___ Entries supplied ___
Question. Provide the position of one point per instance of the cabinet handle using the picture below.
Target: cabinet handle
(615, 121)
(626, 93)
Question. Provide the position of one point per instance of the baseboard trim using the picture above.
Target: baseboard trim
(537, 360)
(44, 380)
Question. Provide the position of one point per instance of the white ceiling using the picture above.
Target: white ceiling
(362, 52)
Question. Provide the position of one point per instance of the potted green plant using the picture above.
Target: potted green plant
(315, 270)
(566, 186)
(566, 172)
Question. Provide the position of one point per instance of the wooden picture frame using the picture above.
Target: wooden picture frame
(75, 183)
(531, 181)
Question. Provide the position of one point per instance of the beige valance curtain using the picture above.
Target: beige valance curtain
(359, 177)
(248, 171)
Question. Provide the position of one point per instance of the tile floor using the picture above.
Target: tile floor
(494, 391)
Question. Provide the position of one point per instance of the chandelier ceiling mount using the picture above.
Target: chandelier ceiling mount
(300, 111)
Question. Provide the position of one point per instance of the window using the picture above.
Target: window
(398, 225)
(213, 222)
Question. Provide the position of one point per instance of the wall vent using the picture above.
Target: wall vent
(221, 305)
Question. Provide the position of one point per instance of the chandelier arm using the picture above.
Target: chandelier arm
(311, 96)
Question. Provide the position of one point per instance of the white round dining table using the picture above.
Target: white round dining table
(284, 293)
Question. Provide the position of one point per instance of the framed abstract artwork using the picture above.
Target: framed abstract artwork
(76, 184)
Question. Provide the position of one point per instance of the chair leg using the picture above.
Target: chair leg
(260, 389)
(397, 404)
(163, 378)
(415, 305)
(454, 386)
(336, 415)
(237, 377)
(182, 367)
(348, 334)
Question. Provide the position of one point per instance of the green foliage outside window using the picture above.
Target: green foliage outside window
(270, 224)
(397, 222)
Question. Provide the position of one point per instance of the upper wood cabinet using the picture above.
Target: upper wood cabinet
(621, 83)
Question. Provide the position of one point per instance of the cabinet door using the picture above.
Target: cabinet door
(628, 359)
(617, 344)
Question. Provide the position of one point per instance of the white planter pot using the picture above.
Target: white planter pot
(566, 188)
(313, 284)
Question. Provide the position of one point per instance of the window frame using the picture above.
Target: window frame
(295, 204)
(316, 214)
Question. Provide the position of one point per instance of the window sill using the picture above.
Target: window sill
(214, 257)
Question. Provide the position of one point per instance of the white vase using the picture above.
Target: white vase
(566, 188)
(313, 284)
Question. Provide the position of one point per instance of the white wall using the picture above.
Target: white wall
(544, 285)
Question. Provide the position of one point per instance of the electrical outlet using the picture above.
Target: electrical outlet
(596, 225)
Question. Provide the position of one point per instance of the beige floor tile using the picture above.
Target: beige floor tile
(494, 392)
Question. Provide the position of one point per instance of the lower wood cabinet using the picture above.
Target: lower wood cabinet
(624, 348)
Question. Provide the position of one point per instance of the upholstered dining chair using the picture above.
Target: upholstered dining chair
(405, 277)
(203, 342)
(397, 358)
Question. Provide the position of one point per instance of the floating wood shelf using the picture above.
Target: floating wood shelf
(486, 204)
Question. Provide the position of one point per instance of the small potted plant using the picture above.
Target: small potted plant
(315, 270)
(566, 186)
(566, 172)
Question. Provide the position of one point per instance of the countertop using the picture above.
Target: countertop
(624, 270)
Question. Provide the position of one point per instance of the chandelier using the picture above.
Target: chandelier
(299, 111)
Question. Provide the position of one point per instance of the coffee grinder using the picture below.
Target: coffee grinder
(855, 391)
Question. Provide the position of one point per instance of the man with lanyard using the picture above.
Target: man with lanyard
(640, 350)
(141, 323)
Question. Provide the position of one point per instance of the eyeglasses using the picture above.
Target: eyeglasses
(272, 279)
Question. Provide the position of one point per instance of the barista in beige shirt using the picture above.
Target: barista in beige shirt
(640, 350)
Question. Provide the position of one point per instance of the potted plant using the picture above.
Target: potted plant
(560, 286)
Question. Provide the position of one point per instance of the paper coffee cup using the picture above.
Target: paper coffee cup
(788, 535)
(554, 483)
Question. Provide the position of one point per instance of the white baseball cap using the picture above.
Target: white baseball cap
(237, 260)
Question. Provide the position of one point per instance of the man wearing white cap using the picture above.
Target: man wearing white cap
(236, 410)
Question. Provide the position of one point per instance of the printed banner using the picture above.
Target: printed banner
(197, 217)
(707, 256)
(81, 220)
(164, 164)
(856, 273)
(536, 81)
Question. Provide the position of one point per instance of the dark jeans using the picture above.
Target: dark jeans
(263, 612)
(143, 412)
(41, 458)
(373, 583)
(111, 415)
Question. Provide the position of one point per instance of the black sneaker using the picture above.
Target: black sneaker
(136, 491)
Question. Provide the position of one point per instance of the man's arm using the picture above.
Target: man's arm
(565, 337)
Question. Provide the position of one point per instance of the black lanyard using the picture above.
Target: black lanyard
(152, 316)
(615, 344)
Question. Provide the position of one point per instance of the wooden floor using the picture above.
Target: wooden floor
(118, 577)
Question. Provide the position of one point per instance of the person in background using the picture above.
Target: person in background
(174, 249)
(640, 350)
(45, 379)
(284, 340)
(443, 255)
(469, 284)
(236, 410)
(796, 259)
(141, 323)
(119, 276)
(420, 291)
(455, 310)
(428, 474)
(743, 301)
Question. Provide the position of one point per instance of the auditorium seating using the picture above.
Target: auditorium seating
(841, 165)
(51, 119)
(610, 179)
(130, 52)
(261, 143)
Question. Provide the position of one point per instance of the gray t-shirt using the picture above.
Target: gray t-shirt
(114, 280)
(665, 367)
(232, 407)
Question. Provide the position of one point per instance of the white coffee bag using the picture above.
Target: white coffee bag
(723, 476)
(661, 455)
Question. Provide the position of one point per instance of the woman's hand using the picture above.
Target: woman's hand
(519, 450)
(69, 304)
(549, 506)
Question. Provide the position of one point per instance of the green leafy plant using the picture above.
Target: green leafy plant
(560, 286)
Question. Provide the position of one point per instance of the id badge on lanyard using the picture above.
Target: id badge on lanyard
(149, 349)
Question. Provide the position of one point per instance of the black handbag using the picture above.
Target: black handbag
___
The task
Filter the data for the string "handbag". Copy each matching line.

Answer section
Question. Provide the position of one point per instance of the black handbag using the picture above.
Target: black handbag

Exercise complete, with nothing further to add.